生成言語学をこっそり学ぶ(その4)

第2節では、第1節の内容の形式化を行っています。今回は前半。

定義2.1〜2.3までの内容は解析木を表現するための簡約化されたラベル付きカッコ形式(labeled bracketing)の定義です。以降、解析木は簡約化されたwell-formedなラベル付きカッコ形式とします。カッコをとっぱらう演算dの定義は非終端記号も含めたものになっています。終端記号だけを引っ張り出す定義でいいような気もするのですが、後の都合のようです。また、非終端記号が直接でてこないラベル付きカッコ形式は terminalであると定義しています。

補題2.4は、d(\psi)を固定したときに、解析木\psiの長さ|\psi|の制限を与えるもので、|\psi|\le 2|V_n|(2|d(\psi)|-1)+|d(\psi)|となります。ただし、この結果は第6節まで使いません。

定義2.5は補助的な定義で、well-formedとは限らないラベル付きカッコ形式\varphiに対して、内部(interior)I(\varphi)、左外部(left exterior) E_l(\varphi)、右外部(right exterior) E_r(\varphi)を定義しています。

元データ =>

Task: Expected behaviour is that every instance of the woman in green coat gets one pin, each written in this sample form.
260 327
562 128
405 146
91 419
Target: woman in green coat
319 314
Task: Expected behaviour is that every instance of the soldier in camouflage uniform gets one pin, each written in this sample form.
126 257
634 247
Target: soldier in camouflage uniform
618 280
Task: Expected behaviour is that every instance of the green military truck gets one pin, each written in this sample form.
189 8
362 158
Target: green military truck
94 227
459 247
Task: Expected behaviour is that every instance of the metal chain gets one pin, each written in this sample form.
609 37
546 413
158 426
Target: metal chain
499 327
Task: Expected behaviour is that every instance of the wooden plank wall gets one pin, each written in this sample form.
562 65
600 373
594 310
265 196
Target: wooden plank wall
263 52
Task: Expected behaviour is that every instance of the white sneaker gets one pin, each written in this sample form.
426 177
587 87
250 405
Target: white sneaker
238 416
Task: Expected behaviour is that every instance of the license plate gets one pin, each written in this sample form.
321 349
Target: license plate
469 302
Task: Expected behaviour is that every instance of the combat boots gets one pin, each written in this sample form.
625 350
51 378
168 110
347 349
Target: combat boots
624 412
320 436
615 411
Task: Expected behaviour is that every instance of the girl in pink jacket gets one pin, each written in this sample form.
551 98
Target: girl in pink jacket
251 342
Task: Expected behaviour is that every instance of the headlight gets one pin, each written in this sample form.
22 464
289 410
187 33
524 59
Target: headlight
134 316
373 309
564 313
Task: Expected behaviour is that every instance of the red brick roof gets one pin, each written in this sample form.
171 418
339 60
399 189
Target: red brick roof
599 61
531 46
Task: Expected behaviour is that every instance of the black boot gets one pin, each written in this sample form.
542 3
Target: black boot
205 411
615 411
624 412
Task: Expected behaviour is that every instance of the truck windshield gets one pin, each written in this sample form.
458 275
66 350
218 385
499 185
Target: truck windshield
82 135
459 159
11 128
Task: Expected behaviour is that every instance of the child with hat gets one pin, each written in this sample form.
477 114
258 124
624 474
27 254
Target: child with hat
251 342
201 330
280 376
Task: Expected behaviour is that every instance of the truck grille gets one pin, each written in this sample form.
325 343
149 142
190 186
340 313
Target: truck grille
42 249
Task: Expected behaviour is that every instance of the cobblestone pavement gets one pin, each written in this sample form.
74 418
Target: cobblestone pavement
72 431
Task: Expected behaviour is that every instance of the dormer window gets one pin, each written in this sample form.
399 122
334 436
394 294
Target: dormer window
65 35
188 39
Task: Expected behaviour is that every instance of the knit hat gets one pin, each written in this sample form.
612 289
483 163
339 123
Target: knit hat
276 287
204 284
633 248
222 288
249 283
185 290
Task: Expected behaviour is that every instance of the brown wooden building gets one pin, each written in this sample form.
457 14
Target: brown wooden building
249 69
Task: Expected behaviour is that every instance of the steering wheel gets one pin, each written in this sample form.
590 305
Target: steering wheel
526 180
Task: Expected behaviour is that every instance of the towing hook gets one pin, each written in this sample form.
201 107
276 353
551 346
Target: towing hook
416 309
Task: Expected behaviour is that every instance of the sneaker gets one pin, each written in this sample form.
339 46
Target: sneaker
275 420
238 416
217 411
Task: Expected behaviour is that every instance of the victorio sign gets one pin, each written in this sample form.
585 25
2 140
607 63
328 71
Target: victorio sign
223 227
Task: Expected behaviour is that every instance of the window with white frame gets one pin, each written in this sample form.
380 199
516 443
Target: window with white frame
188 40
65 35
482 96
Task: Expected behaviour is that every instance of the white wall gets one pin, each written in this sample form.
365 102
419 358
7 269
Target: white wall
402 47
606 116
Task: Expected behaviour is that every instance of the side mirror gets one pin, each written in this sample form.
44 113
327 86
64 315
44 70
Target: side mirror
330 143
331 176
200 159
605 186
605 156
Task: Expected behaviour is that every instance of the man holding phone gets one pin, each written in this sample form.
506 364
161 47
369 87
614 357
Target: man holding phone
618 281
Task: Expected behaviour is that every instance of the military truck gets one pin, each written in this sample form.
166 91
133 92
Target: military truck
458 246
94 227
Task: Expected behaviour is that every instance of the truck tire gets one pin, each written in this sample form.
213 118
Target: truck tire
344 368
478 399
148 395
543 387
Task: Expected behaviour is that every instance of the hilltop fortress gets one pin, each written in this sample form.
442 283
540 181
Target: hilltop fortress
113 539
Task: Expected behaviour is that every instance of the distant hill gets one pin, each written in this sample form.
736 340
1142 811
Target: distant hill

設問 1 =>
提示文に基づいて、次の問いに答えてください。
(a) 定義2.1〜2.3は何の定義ですか。
(b) 非終端記号が直接出てこないラベル付きカッコ形式は、何と定義されていますか。
(c) 補題2.4の結果は、第何節まで使われませんか。
設問 2 => 提示文の「第2節では、第1節の内容の形式化を行っています。今回は前半。」から「結果は第6節まで使いません。」までを、「結果は第6節まで使いません。」も含めて一字一句変えずに再掲してください。

解答 1 =>
(a) 解析木を表現するための、簡約化されたラベル付きカッコ形式（labeled bracketing）の定義です。
(b) terminalと定義されています。
(c) 第6節まで使われません。

解答 2 =>
第2節では、第1節の内容の形式化を行っています。今回は前半。

定義2.1〜2.3までの内容は解析木を表現するための簡約化されたラベル付きカッコ形式(labeled bracketing)の定義です。以降、解析木は簡約化されたwell-formedなラベル付きカッコ形式とします。カッコをとっぱらう演算dの定義は非終端記号も含めたものになっています。終端記号だけを引っ張り出す定義でいいような気もするのですが、後の都合のようです。また、非終端記号が直接でてこないラベル付きカッコ形式は terminalであると定義しています。

補題2.4は、d(\psi)を固定したときに、解析木\psiの長さ|\psi|の制限を与えるもので、|\psi|\le 2|V_n|(2|d(\psi)|-1)+|d(\psi)|となります。ただし、この結果は第6節まで使いません。